Data for processing:
• • • • •
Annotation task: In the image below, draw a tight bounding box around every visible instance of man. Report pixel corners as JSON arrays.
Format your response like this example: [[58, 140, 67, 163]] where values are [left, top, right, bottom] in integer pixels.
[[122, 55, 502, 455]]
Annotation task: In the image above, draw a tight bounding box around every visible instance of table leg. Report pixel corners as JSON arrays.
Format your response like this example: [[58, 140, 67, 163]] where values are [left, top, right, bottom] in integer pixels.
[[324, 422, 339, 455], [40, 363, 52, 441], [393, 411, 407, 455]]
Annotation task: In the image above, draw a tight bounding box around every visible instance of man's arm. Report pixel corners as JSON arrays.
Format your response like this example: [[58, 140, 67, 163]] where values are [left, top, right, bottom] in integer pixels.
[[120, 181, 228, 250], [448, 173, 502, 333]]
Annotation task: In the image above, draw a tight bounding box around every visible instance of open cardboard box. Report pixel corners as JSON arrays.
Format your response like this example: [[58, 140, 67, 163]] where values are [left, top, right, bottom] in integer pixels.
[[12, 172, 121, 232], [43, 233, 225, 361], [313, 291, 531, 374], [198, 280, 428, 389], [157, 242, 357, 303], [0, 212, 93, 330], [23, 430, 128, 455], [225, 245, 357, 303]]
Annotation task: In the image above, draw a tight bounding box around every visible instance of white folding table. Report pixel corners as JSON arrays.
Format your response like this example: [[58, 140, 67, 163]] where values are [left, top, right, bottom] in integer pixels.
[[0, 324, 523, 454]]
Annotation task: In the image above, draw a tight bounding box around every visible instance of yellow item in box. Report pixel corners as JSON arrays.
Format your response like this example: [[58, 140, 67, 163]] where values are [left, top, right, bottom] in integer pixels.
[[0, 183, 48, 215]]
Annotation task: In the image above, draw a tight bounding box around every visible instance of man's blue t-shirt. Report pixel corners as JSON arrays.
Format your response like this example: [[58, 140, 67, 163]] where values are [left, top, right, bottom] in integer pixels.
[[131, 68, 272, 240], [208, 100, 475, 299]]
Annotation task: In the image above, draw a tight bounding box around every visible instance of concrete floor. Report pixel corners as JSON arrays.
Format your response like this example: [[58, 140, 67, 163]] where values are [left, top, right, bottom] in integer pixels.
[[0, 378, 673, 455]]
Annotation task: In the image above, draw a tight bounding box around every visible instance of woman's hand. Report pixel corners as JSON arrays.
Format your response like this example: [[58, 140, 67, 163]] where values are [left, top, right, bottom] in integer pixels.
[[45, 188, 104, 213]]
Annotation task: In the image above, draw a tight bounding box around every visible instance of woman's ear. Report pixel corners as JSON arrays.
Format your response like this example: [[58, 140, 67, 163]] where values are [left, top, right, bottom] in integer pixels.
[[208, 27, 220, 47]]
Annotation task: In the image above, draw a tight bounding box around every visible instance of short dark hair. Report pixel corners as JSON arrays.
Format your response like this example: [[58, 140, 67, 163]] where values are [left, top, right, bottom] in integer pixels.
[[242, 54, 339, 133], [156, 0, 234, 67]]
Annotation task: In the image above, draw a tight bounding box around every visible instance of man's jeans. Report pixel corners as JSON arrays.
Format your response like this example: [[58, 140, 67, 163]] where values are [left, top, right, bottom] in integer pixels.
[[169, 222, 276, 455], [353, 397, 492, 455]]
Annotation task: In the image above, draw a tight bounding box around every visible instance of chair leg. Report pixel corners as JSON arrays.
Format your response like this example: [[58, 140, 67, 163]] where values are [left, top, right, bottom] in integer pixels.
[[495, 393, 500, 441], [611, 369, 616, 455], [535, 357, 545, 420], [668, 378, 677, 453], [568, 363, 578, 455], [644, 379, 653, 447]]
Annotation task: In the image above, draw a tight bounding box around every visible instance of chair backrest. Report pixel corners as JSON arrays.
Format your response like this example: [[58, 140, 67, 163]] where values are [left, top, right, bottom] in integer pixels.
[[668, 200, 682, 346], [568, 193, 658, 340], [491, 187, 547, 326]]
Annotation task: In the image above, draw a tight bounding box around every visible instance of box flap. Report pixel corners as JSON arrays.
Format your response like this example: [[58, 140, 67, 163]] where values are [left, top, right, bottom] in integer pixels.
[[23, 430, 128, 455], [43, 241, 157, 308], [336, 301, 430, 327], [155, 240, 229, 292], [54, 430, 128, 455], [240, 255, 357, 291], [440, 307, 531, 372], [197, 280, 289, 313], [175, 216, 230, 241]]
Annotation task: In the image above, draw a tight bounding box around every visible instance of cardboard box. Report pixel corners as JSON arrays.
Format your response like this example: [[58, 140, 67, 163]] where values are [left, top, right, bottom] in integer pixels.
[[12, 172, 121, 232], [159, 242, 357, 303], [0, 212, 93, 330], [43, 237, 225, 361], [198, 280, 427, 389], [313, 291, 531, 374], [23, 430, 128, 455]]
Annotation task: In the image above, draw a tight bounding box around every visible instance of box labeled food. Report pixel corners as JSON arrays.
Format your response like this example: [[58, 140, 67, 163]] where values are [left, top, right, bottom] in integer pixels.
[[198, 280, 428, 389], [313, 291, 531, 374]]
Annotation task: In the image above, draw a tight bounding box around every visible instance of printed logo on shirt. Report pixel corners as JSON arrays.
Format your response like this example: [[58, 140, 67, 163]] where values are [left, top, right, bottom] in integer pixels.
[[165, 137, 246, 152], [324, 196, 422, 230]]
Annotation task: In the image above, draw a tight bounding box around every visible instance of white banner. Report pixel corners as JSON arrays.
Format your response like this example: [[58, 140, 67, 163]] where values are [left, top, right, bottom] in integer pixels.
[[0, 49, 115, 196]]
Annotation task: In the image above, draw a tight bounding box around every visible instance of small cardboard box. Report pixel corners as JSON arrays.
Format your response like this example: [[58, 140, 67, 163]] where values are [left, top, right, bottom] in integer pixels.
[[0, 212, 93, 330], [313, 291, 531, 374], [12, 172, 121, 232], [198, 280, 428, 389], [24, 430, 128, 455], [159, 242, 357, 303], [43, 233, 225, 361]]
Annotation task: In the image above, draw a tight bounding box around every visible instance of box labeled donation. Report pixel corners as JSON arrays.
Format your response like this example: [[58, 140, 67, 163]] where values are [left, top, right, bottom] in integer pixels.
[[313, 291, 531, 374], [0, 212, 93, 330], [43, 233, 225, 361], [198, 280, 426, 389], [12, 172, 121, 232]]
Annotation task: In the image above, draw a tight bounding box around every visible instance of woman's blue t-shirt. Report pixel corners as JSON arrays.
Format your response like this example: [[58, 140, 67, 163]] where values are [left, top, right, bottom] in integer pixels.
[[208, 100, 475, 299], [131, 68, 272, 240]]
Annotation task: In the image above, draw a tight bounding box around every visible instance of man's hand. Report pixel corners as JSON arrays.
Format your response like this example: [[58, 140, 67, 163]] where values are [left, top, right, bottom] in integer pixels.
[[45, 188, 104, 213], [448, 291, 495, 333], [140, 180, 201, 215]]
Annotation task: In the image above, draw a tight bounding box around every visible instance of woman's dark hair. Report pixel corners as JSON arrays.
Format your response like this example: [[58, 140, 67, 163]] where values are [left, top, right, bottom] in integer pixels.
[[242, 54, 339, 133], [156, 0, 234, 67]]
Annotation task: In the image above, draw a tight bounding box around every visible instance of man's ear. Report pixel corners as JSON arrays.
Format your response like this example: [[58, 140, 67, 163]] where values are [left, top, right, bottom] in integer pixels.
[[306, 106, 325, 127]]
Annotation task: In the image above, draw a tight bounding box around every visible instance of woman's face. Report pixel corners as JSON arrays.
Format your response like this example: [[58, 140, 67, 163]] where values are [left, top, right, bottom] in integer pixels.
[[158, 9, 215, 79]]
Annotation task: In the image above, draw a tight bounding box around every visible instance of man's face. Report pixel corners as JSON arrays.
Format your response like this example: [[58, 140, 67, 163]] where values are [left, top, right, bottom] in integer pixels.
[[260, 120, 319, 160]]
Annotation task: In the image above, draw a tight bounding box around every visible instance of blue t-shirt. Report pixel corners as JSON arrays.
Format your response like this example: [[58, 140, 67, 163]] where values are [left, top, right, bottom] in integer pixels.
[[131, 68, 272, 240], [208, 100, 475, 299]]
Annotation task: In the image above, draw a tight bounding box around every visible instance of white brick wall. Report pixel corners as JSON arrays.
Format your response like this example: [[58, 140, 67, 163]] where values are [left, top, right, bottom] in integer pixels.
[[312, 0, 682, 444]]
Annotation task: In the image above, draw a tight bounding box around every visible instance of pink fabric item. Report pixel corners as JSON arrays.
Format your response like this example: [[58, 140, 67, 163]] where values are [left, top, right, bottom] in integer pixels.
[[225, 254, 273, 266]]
• • • • •
Objective:
Reproduce verbatim every line from the start of the items through the line containing "[[122, 55, 502, 455]]", including that line.

Task response:
Annotation task: In the image below, draw a tight bounding box around every visible instance of man. Report pixel corners as JSON arrays.
Format your response like this example: [[58, 140, 67, 163]] where values are [left, top, right, bottom] in integer pixels.
[[122, 55, 502, 455]]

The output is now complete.